- _出典文書_:

企業において、女性を管理職に抜擢する動きが、徐々に高まりつつある。ただ、男性に比べると管理職の絶対数はまだ少なく、ロールモデルも少ないため、「管理職の仕事は荷が重いのでは?」「体力的に辛い場面も多いのでは?」と不安に思う女性ビジネスパーソンは多いようだ。そこでリクナビNEXT編集部では、30代の男女ビジネスパーソン668名にアンケートを実施。今の仕事に対する姿勢や想い、努力を調査したところ、さまざまな項目において男女の差が明らかになった。
2014年8月11日
(調査概要)
調査方法: |
「リクナビNEXT 30代ビジネスパーソンの勤務時間や仕事に対する意識、ビジネスに関わることでかけている費用等についてのアンケート」インターネット上で実施 |
実施期間:2014年6月14日〜6月18日
調査対象:30〜39歳のビジネスパーソン668名(男性328名、女性340名)
*「管理職」:課長以上の役職につく正社員・契約社員、「非管理職」:係長までの正社員・契約社員
■女性管理職のほうが「評価に満足」。仕事のやりがいも楽しさも、総じて高い
まずは、「会社からの評価」や「働く環境」についての考えを聞いてみたところ、総じて女性管理職のほうが「満足度が高い」ことがわかった。
■勤務形態・待遇・評価についての考え
*管理職の結果

〈参考:非管理職の結果〉

「会社からの評価(賞与が高い、上司からの信頼など)に満足している」と答えた人は、男性が38.3%に対し、女性は54.6%と、16ポイントもの差がついた。「ワークライフバランスがとれている」と答えた人も、男性34.4%、女性50.7%と大きな開きが出た。
「職場環境(勤務地、社内のインフラ、福利厚生など)に満足している」という回答も、男性が46.8%であるのに対して女性は57.3%だった。
女性管理職のほうが、「仕事ぶりを評価されている」という実感があり、職場環境にも居心地の良さを感じているようだ。かつ、「男性に比べてワークライフバランスがとれている」という回答結果からは、仕事とプライベートのバランスがうまくとれており、イキイキ働けているという現状が見えてきた。
続いて「仕事に対する意欲」に関する質問を投げかけたところ、こちらも男女で大きな差がついた。
「仕事が楽しい」と答えた人は、男性42.2%に対し、女性は52.0%と過半数の人が「楽しい」と感じていることがわかった。「やりがいがある」との回答も、男性が50.6%であるのに対し、女性は58.7%と高かった。

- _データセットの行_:
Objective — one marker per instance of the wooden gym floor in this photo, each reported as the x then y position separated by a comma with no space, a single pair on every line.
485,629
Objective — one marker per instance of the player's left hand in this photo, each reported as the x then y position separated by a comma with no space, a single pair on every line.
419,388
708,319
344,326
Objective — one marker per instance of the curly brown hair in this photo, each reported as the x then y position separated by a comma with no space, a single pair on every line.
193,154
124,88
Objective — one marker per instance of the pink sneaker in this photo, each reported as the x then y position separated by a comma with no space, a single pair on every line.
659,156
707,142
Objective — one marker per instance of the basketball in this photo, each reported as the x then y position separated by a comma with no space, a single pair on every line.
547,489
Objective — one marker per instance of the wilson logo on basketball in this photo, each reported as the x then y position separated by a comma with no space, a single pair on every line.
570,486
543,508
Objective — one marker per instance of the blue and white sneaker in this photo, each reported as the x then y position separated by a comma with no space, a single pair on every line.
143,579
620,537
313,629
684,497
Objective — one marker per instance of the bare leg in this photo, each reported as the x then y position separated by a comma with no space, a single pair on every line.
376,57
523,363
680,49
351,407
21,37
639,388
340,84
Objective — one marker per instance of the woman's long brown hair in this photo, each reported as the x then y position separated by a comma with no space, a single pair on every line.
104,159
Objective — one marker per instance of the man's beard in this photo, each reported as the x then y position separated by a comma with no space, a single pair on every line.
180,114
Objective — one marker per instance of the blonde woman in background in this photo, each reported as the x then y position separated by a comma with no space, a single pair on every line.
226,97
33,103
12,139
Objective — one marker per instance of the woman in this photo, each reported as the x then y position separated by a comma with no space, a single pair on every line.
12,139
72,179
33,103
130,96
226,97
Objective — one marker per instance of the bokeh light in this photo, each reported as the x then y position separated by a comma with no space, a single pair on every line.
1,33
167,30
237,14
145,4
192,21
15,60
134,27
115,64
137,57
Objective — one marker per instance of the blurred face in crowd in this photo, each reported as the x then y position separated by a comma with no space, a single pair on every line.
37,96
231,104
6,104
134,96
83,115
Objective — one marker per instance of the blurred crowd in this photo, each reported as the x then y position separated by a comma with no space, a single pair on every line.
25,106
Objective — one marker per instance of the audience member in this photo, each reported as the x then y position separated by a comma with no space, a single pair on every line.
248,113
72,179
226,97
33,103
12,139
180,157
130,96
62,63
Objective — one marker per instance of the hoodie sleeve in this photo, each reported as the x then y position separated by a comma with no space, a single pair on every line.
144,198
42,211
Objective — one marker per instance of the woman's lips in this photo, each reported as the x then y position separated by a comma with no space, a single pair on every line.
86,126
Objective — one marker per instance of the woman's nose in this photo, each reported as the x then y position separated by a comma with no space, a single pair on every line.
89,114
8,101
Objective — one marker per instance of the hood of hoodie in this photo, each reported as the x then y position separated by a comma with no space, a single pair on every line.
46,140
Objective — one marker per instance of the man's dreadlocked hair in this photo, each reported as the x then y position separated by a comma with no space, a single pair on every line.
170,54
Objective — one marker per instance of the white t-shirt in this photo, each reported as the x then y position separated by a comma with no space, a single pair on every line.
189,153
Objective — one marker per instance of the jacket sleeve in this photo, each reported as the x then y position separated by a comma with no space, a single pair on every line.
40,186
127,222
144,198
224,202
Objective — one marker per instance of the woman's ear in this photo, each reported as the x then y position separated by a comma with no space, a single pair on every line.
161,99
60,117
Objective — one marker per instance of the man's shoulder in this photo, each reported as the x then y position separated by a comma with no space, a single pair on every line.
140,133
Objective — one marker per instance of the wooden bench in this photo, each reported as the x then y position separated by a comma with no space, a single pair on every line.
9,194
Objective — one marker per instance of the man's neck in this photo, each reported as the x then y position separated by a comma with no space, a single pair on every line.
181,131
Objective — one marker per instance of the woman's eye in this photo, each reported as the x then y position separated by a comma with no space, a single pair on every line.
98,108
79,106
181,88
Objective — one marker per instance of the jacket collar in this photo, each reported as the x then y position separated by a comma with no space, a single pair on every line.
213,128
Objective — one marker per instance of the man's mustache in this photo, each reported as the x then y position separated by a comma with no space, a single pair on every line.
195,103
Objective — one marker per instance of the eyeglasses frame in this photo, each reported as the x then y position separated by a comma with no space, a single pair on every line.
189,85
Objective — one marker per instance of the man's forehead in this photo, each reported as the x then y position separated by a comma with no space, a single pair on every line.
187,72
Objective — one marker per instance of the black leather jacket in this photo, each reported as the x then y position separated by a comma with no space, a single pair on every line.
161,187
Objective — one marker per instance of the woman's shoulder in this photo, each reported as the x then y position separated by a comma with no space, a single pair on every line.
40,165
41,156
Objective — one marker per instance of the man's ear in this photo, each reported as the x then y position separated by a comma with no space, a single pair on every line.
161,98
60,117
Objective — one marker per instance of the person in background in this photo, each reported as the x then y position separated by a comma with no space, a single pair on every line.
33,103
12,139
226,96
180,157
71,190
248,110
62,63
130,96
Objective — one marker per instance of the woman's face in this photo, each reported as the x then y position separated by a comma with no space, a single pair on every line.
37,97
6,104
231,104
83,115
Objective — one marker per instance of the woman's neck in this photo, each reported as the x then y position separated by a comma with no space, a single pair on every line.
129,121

- _課題の詳細_: 出典文書のうち、「企業において、女性を管理職に」から始まり「て男女の差が明らかになった。」で終わる部分を、一字一句変えずに返してください。 これらの行は、この作業では使用しません。

- _記述回答_:
企業において、女性を管理職に抜擢する動きが、徐々に高まりつつある。ただ、男性に比べると管理職の絶対数はまだ少なく、ロールモデルも少ないため、「管理職の仕事は荷が重いのでは?」「体力的に辛い場面も多いのでは?」と不安に思う女性ビジネスパーソンは多いようだ。そこでリクナビNEXT編集部では、30代の男女ビジネスパーソン668名にアンケートを実施。今の仕事に対する姿勢や想い、努力を調査したところ、さまざまな項目において男女の差が明らかになった。